Selected excerpt
§ §

A little less than a year ago, Keith DeVries was nearly arrested twice in two weeks. Last Sept. 25, the University of Pittsburgh student was among 100 people caught up in a police dragnet in front of the Cathedral of Learning. On Oct. 6, he and other Pitt students were ousted after disrupting the gubernatorial campaign kickoff of Dan Onorato, whom they blamed for heavy-handed police tactics during the G-20.

Today, DeVries is a graduate doing election-season work for Democrats ... including Dan Onorato. Who, DeVries says, is still a better candidate than Republican Tom Corbett. "I do OK" at making the case for Onorato, he says.

But the aspiring filmmaker hasn't forgotten the G-20, and it's almost impossible to watch his 25-minute documentary, "Democracy 101," without wincing at the memories it dredges up. There are the Pitt students trapped inside a pedestrian bridge, as police march in phalanxes below ... there is the officer in riot gear deploying pepper spray (as students protest "Yo! Dude!" ) ... and there is the fading footage of DeVries on the Cathedral lawn.

§ §

Record set
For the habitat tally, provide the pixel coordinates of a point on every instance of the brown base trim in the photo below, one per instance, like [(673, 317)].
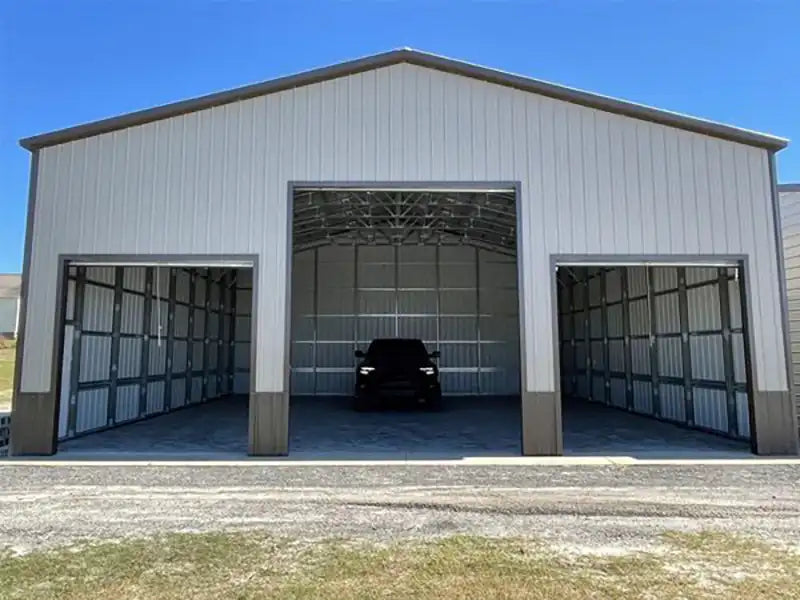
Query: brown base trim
[(268, 431), (34, 424), (775, 424), (541, 424)]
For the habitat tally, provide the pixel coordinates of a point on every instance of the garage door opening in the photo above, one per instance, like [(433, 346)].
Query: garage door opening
[(435, 265), (144, 342), (665, 344)]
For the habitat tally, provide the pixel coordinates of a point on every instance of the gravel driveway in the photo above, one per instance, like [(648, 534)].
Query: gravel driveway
[(603, 509)]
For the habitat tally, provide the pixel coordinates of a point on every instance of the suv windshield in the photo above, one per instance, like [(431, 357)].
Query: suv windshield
[(397, 349)]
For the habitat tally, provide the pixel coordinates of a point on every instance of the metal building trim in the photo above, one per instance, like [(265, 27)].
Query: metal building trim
[(421, 59)]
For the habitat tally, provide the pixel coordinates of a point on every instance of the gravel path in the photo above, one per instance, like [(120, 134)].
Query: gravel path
[(606, 509)]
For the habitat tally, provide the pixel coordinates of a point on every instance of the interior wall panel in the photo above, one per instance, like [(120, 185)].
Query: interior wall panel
[(700, 382), (134, 372), (366, 292)]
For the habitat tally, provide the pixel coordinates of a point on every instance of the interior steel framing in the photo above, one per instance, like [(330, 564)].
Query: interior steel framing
[(194, 323), (695, 303)]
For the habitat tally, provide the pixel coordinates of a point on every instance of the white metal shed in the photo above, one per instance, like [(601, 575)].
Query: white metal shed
[(212, 185)]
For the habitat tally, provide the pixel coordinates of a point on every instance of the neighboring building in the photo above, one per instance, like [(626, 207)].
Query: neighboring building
[(9, 305), (790, 219), (546, 240)]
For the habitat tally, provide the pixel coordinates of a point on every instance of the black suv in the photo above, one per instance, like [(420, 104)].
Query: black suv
[(397, 369)]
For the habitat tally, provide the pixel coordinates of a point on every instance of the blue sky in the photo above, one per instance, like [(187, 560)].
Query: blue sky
[(67, 62)]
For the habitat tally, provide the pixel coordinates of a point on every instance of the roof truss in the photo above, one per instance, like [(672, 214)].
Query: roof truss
[(404, 217)]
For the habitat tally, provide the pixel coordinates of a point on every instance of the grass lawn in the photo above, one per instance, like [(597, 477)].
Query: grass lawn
[(8, 350), (253, 565)]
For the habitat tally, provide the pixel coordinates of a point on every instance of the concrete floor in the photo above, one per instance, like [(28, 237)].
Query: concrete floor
[(467, 427)]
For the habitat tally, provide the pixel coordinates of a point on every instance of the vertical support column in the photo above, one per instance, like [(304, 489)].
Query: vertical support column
[(727, 351), (170, 353), (587, 336), (355, 305), (221, 308), (234, 280), (116, 325), (396, 259), (206, 335), (315, 320), (145, 364), (478, 311), (604, 327), (190, 339), (686, 350), (438, 258), (655, 386), (77, 337), (626, 333)]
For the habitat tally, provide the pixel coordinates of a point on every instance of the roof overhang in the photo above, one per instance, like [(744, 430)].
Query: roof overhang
[(424, 59)]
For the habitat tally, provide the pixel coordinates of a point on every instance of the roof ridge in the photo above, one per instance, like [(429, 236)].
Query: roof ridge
[(420, 58)]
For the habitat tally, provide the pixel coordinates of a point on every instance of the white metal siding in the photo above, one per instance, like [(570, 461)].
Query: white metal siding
[(8, 315), (457, 299), (215, 181), (790, 217)]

§ §

Challenge A
In the passage about Keith DeVries, how long is his documentary "Democracy 101"?
Challenge B
Return the stretch of the Keith DeVries passage from "But the aspiring" through "the Cathedral lawn.".

Task output A
25 minutes.

Task output B
But the aspiring filmmaker hasn't forgotten the G-20, and it's almost impossible to watch his 25-minute documentary, "Democracy 101," without wincing at the memories it dredges up. There are the Pitt students trapped inside a pedestrian bridge, as police march in phalanxes below ... there is the officer in riot gear deploying pepper spray (as students protest "Yo! Dude!" ) ... and there is the fading footage of DeVries on the Cathedral lawn.